• _Task to carry out_:
Format the material below as a numbered list, leaving out any blank lines.

• _Dataset entries_:
--------------------------------
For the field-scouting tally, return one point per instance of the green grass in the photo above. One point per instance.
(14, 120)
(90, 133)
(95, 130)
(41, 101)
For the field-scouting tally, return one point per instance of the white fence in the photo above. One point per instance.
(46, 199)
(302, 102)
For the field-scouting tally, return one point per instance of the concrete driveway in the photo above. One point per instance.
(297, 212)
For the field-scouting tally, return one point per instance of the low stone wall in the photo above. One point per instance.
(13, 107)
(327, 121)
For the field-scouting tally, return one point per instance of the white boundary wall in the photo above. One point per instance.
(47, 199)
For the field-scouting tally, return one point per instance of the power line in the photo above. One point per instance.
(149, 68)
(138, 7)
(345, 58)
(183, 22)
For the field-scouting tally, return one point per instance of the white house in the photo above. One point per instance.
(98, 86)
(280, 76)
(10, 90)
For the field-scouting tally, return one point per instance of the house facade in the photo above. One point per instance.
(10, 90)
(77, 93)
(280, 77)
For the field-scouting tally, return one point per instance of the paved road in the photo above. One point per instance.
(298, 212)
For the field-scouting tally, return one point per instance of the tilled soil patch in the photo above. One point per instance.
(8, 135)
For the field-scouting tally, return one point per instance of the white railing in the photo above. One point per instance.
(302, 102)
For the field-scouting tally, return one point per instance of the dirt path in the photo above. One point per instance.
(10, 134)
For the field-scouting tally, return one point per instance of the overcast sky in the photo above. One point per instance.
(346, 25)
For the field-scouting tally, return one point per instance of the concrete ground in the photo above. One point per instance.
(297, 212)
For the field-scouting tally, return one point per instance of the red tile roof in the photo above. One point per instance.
--------------------------------
• _Exercise response_:
1. For the field-scouting tally, return one point per instance of the green grass in the photo above. One point per instance.
2. (14, 120)
3. (90, 133)
4. (95, 130)
5. (41, 101)
6. For the field-scouting tally, return one point per instance of the white fence in the photo above. One point per instance.
7. (46, 199)
8. (302, 102)
9. For the field-scouting tally, return one point per instance of the concrete driveway in the photo above. One point per instance.
10. (297, 212)
11. For the field-scouting tally, return one point per instance of the low stone wall in the photo above. One point per instance.
12. (13, 107)
13. (327, 121)
14. For the field-scouting tally, return one point per instance of the white boundary wall in the photo above. One point per instance.
15. (47, 199)
16. For the field-scouting tally, return one point per instance of the power line in the photo above. One point per instance.
17. (149, 68)
18. (138, 7)
19. (345, 58)
20. (183, 22)
21. For the field-scouting tally, return one point per instance of the white house in the photo above. One point per instance.
22. (98, 86)
23. (280, 76)
24. (10, 90)
25. For the field-scouting tally, return one point per instance of the house facade in the photo above. One point per instance.
26. (10, 90)
27. (77, 93)
28. (280, 77)
29. For the field-scouting tally, return one point per instance of the paved road in the photo above. One point per instance.
30. (298, 212)
31. For the field-scouting tally, return one point per instance of the tilled soil patch in the photo above. One point per instance.
32. (8, 135)
33. For the field-scouting tally, return one point per instance of the white railing in the photo above. One point per instance.
34. (302, 102)
35. For the field-scouting tally, return one point per instance of the dirt path in the photo above. One point per instance.
36. (10, 134)
37. For the field-scouting tally, return one point per instance of the overcast sky in the photo above. One point per instance.
38. (346, 25)
39. For the field-scouting tally, return one point per instance of the concrete ground in the photo above. One point per instance.
40. (297, 212)
41. For the field-scouting tally, return one point per instance of the red tile roof in the photo above. One point per instance.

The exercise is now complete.